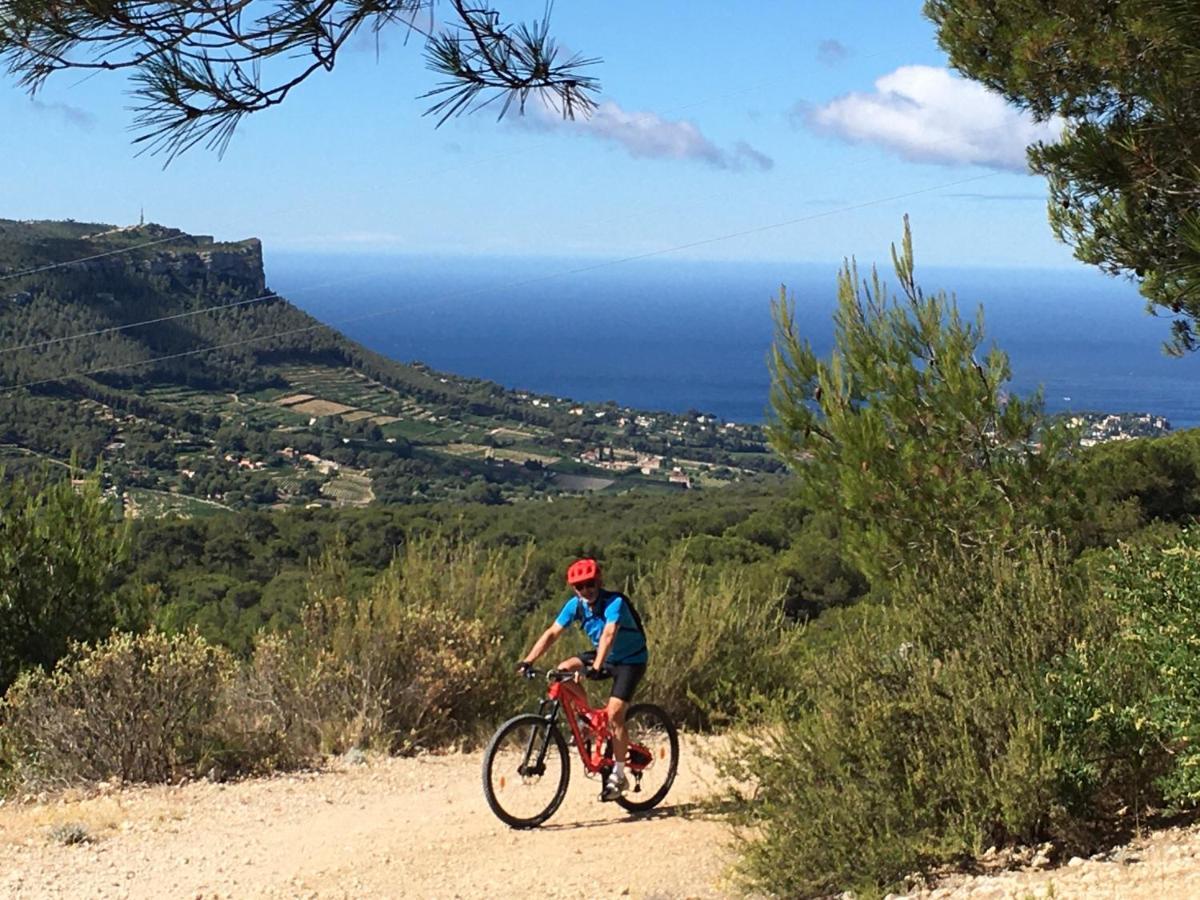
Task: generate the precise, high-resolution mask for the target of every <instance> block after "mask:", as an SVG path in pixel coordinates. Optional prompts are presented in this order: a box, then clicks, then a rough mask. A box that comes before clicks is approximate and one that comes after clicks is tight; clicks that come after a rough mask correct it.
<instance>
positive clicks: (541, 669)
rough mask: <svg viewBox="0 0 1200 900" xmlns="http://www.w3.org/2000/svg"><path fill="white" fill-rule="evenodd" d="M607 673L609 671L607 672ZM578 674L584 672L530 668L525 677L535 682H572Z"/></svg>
mask: <svg viewBox="0 0 1200 900" xmlns="http://www.w3.org/2000/svg"><path fill="white" fill-rule="evenodd" d="M605 671H607V670H605ZM576 674H583V670H582V668H580V670H571V668H545V670H544V668H534V667H532V666H530V667H529V668H527V670H526V671H524V677H526V678H528V679H530V680H533V679H534V678H545V679H546V680H547V682H572V680H575V676H576Z"/></svg>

* * * * * * * * *

#### TO DO
Output each line above exactly as it stands, omitting the pictures.

#### ANSWER SPACE
Task: generate the precise, high-resolution mask for the target of every <instance> block after "mask:", as an SVG path in pixel coordinates. Optional prompts are presented in this order: a box, then clicks, then a rough mask. A box that comes before clicks is approximate and one that comes after clicks is tight; clicks that come after a rough mask correct it.
<instance>
positive clicks: (541, 669)
rough mask: <svg viewBox="0 0 1200 900" xmlns="http://www.w3.org/2000/svg"><path fill="white" fill-rule="evenodd" d="M607 673L609 671L607 672ZM578 674L584 672L530 668L525 677L535 682H572Z"/></svg>
mask: <svg viewBox="0 0 1200 900" xmlns="http://www.w3.org/2000/svg"><path fill="white" fill-rule="evenodd" d="M605 671H607V670H605ZM576 674H583V670H582V668H580V670H571V668H545V670H544V668H534V667H532V666H530V667H529V668H527V670H526V671H524V677H526V678H528V679H530V680H533V679H534V678H545V679H546V680H547V682H572V680H575V676H576Z"/></svg>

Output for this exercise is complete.